• Selected extract
═══
U05: Winter is Here

As the phenomenon that is GOT is approaching the end of the series, there are many opportunities presenting to study the change in dynamic of the show. One such analysis is that of the impact of the impending war on the ethical behavior of the characters.  The armies of the seven kingdoms are converging in Winterfell in an attempt to defeat the White Walkers under the leadership of the Night King. There are several persons in Winterfell that hold positions of power, Jon Snow, Sansa Stark and Queen Daenerys. Additionally, the army under the leadership of Queen Cersei in Westeros lends another dynamic that will greatly impact the crisis at hand.

In this situation the critical event is the advancement of the Night Kings army as they broke down the wall. A critical event will lead to the leaders being forced to make decisions while under stress. During a time of crisis, the leaders must weight the values of themselves, their followers and the society of the seven kingdoms (Penn State, 2019). Following the critical event, the leaders must make decisions on how to proceed during the crisis, this is referred to as the point of decision. The decision of how to proceed must be made, and will effect society and the individuals and hopefully reduce the risk of a negative result.

When making the critical decision, consideration of Canada’s Code of Ethics may be beneficial as there are ten steps outlined to ethical decision making. For this situation in particular, with many rival families attempting to converge as one to defeat a common enemy, it is imperative to use ethical decision making guidance during the process. One such step within the code is: “Consideration of how one’s own biases, external pressures, personal needs, self-interest, or cultural, social, historical, economic, institutional, legal, or political context and background, might influence the development of or choice between courses of action (Canadian Psychological Association, 2000)”. This is important in this scenario as all of these factors are of vital importance in this situation. These families have fought as rivals for years, and have had varying reasons for believing they have the right to the throne, and what their personal needs are and what drives them.
═══
• Task 1
Which people does the essay name as holding positions of power in Winterfell? List them.

(Box-labeled dataset extracts)
═══
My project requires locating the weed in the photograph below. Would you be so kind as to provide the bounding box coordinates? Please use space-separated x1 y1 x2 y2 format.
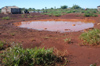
80 29 100 45
44 37 50 39
84 13 98 17
27 15 33 18
2 16 10 20
21 14 25 18
54 14 61 17
64 38 71 44
0 44 67 66
0 41 4 50
10 33 15 36
90 63 97 66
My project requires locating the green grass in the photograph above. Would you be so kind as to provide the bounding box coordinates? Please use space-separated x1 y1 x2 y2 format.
64 38 71 43
0 45 66 66
84 13 98 17
27 15 33 18
80 29 100 45
0 41 5 50
21 14 25 18
2 16 11 20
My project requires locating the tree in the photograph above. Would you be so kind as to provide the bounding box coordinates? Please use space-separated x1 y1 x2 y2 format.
72 5 81 9
61 5 68 9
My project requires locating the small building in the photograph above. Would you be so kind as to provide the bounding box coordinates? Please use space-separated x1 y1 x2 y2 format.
1 6 21 14
97 6 100 11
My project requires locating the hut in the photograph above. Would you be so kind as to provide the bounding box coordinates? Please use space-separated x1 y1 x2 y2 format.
1 6 21 14
97 6 100 11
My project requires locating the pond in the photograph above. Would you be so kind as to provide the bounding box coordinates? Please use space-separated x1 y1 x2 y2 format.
15 20 94 32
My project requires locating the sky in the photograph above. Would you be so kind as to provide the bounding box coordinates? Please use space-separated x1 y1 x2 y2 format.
0 0 100 9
═══
• Task 2
Return the stretch of the entries above from the line containing "My project requires locating the hut" through the end of the entries, unchanged.

• Complete output 1
Jon Snow, Sansa Stark, Queen Daenerys

• Complete output 2
My project requires locating the hut in the photograph above. Would you be so kind as to provide the bounding box coordinates? Please use space-separated x1 y1 x2 y2 format.
1 6 21 14
97 6 100 11
My project requires locating the pond in the photograph above. Would you be so kind as to provide the bounding box coordinates? Please use space-separated x1 y1 x2 y2 format.
15 20 94 32
My project requires locating the sky in the photograph above. Would you be so kind as to provide the bounding box coordinates? Please use space-separated x1 y1 x2 y2 format.
0 0 100 9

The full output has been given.